» Supplied text
______________________________

Nine species of Dolomedes exist in North America. The six-spotted fishing spider (D. triton) lives primarily in small lakes and ponds. This spider consumes mostly water striders (pond skaters), but like all Dolomedes, it is an opportunistic ambush hunter that will eat anything that it can capture. Other species include the bog-dwelling D. striatus, and four species living by streams: D. scriptus, D. vittatus, D. gertschi and D. holti. Two North American species, D. tenebrosus and D. okefinokensis, exhibit female giganticism and/or male dwarfism, with their males being less than half the size of the females. The ninth species is the arboreal D. albineus.

===Europe===
Two Dolomedes species occur in Europe (excluding Russia). The Palearctic raft spider (D. fimbriatus) is widespread on the surface of bog pools and in boggy grassland. The great raft spider (D. plantarius) lives in fens, and is listed as endangered in Great Britain and is globally vulnerable.

===New Zealand===

The Rangatira spider (Dolomedes schauinslandi) is most commonly seen on dead trees.

______________________________

» Using the information
1) Answer these from the Dolomedes spider text:
(a) What does the six-spotted fishing spider eat most of the time?
(b) Which two Dolomedes species occur in Europe, excluding Russia?
(c) Where is the Rangatira spider most commonly seen?
2) Pick up the Dolomedes spider text after its final sentence and carry it on.
The entries that follow were taken from a different source than the Dolomedes spider text.

» Material provided

______________________________

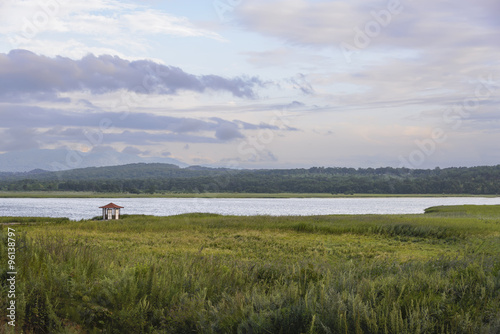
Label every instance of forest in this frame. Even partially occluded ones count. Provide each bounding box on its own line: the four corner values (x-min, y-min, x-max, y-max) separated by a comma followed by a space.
0, 163, 500, 195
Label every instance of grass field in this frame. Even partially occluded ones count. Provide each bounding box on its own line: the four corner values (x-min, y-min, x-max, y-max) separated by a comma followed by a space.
0, 205, 500, 334
0, 191, 498, 198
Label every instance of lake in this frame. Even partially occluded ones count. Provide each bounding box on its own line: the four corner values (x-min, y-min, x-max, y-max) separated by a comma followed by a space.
0, 197, 500, 220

______________________________

» Answers by item
1)
(a) Mostly water striders (pond skaters).
(b) The Palearctic raft spider (D. fimbriatus) and the great raft spider (D. plantarius).
(c) On dead trees.

2)
Four endemic species of Dolomedes occur in New Zealand, three on the mainland and one on the Chatham Islands. Two are widespread: D. aquaticus of open riverbanks and lakeshores, and D. dondalei or New Zealand forest fishing spider (once referred to as Dolomedes III), which specialises in forested riverbanks. The largest New Zealand species, D. schauinslandi or the Rangatira spider, occurs on rodent-free islands in the Chathams where running water is rare. The fourth and most common species, D. minor, is found in scrubland, grassland, and wetlands. It mostly hunts on the ground, but is still capable of catching aquatic prey. Known as the nursery web spider, it makes white nursery webs on shrubs.